Stated task
Reproduce every line of the data, starting at the line that contains "Return the outline of every instance of the <item>wooden" and ending after the line that contains "M 41 30 L 39". Shift each coordinate in the outline answers by -7 and leave everything else unchanged.

►

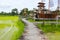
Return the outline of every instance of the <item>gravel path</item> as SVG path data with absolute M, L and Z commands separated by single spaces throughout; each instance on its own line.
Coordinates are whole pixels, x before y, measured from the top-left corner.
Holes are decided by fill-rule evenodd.
M 47 40 L 43 32 L 38 29 L 33 23 L 22 19 L 27 24 L 22 40 Z

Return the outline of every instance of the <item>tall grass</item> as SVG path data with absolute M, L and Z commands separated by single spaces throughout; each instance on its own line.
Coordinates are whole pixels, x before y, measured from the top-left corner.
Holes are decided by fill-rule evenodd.
M 56 24 L 37 24 L 38 28 L 40 28 L 44 33 L 54 33 L 54 32 L 60 32 L 60 25 Z

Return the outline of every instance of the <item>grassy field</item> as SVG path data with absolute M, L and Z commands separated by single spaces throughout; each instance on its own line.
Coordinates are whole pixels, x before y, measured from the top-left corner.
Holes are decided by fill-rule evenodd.
M 48 40 L 60 40 L 60 25 L 58 24 L 38 24 L 37 25 L 39 29 L 41 29 L 46 36 L 48 37 Z
M 18 16 L 0 16 L 0 40 L 18 40 L 24 31 L 24 23 Z

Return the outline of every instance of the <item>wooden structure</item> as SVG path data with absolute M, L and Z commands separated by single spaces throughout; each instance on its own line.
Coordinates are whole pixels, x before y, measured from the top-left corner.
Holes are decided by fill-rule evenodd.
M 49 10 L 45 10 L 45 3 L 39 2 L 38 3 L 38 10 L 36 13 L 36 18 L 56 18 L 57 13 L 49 12 Z

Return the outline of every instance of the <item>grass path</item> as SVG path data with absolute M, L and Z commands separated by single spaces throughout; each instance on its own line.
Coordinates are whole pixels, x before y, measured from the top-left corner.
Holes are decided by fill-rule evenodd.
M 41 30 L 39 30 L 33 23 L 28 22 L 25 19 L 22 19 L 23 22 L 27 24 L 25 28 L 25 33 L 23 34 L 23 40 L 47 40 L 43 34 L 41 34 Z

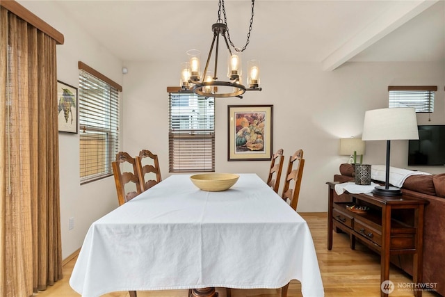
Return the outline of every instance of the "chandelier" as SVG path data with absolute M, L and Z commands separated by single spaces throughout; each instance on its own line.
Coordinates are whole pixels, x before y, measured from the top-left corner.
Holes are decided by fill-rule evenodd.
M 261 88 L 259 88 L 259 61 L 257 60 L 249 61 L 247 63 L 247 85 L 248 88 L 246 88 L 242 83 L 241 53 L 245 49 L 249 44 L 252 24 L 253 23 L 254 2 L 254 0 L 252 0 L 252 17 L 250 18 L 247 41 L 245 45 L 240 49 L 236 47 L 230 40 L 224 0 L 219 0 L 218 20 L 211 26 L 213 32 L 213 38 L 204 72 L 201 72 L 200 70 L 201 52 L 197 49 L 187 51 L 188 62 L 183 63 L 181 67 L 181 88 L 183 90 L 190 90 L 195 94 L 204 97 L 238 97 L 239 98 L 242 98 L 242 95 L 246 91 L 261 90 Z M 221 19 L 221 10 L 224 15 L 224 22 Z M 219 53 L 220 36 L 224 38 L 228 51 L 228 81 L 218 80 L 218 54 Z M 215 42 L 216 42 L 216 45 L 215 45 Z M 229 45 L 229 42 L 230 42 L 230 45 Z M 232 48 L 230 46 L 232 46 Z M 214 47 L 215 67 L 213 68 L 214 71 L 211 72 L 209 70 L 209 65 Z

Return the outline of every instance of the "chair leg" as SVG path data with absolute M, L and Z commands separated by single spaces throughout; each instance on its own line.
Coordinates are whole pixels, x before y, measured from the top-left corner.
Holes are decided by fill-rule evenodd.
M 290 282 L 288 282 L 286 285 L 281 288 L 281 297 L 287 297 L 287 289 L 289 287 Z
M 232 297 L 232 289 L 225 288 L 225 296 L 227 297 Z

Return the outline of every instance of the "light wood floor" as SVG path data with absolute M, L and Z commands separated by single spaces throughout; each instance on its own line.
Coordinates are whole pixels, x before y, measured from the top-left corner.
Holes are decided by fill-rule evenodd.
M 334 233 L 333 247 L 327 250 L 327 214 L 300 214 L 307 221 L 316 250 L 321 271 L 325 296 L 326 297 L 378 297 L 380 296 L 380 257 L 357 242 L 355 250 L 349 248 L 348 236 L 344 234 Z M 38 297 L 79 297 L 68 283 L 76 259 L 63 267 L 63 279 L 49 287 L 44 291 L 35 294 Z M 390 279 L 396 289 L 390 296 L 412 296 L 413 292 L 398 289 L 398 284 L 411 283 L 409 275 L 396 267 L 392 267 Z M 217 288 L 219 297 L 225 297 L 224 289 Z M 152 291 L 138 292 L 138 297 L 186 297 L 187 290 Z M 232 290 L 234 297 L 279 297 L 280 289 Z M 127 297 L 128 292 L 114 292 L 102 297 Z M 301 286 L 298 281 L 292 281 L 288 297 L 300 297 Z M 423 297 L 439 296 L 435 293 L 423 291 Z

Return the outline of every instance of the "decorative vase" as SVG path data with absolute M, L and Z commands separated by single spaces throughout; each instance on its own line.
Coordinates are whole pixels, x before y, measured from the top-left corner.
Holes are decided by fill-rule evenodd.
M 355 184 L 371 184 L 371 165 L 355 163 Z

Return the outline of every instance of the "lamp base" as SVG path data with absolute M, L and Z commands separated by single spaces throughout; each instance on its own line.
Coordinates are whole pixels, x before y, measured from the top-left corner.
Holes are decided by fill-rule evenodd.
M 394 197 L 394 196 L 401 196 L 402 191 L 400 188 L 397 188 L 395 186 L 389 186 L 388 188 L 385 188 L 385 186 L 376 186 L 373 190 L 373 193 L 375 195 L 378 195 L 380 196 L 388 196 L 388 197 Z

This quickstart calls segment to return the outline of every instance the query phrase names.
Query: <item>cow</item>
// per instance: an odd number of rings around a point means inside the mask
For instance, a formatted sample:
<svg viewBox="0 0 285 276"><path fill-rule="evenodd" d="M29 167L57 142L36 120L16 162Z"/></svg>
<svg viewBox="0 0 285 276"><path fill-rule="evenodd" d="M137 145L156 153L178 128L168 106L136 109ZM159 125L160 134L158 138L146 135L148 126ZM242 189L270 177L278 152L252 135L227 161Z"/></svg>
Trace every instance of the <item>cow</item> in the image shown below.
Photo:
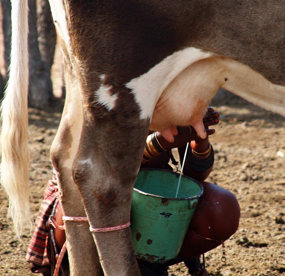
<svg viewBox="0 0 285 276"><path fill-rule="evenodd" d="M12 1L10 78L1 115L1 181L19 236L31 221L27 2ZM66 93L50 158L64 215L87 216L89 222L65 222L71 275L139 275L129 222L149 130L171 142L177 126L191 125L204 138L202 118L219 88L285 116L285 5L49 2Z"/></svg>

◄

Exercise response
Return the outline of every instance of the <item>wooden structure</item> as SVG path data with absolute M, L and Z commands separated by single spaces throughout; each instance on its own line.
Coordinates are whole pixels, x before y, measured from the top-left corner.
Holes are decided by fill-rule evenodd.
M 42 3 L 38 3 L 38 -4 L 32 -5 L 31 -4 L 31 3 L 29 6 L 29 11 L 49 11 L 50 6 L 42 5 Z

Return the outline of every instance of the <item>grass path</item> as SVG path data with absolute M, L and Z commands separated by single spaces throughout; each instance on its own line.
Coordinates are whole pixels, x before y, measured from the top-left corner.
Holes are decided by fill-rule evenodd.
M 34 23 L 32 23 L 26 16 L 21 15 L 18 12 L 15 12 L 16 15 L 20 17 L 18 21 L 18 26 L 16 27 L 16 33 L 40 33 L 36 27 L 34 27 Z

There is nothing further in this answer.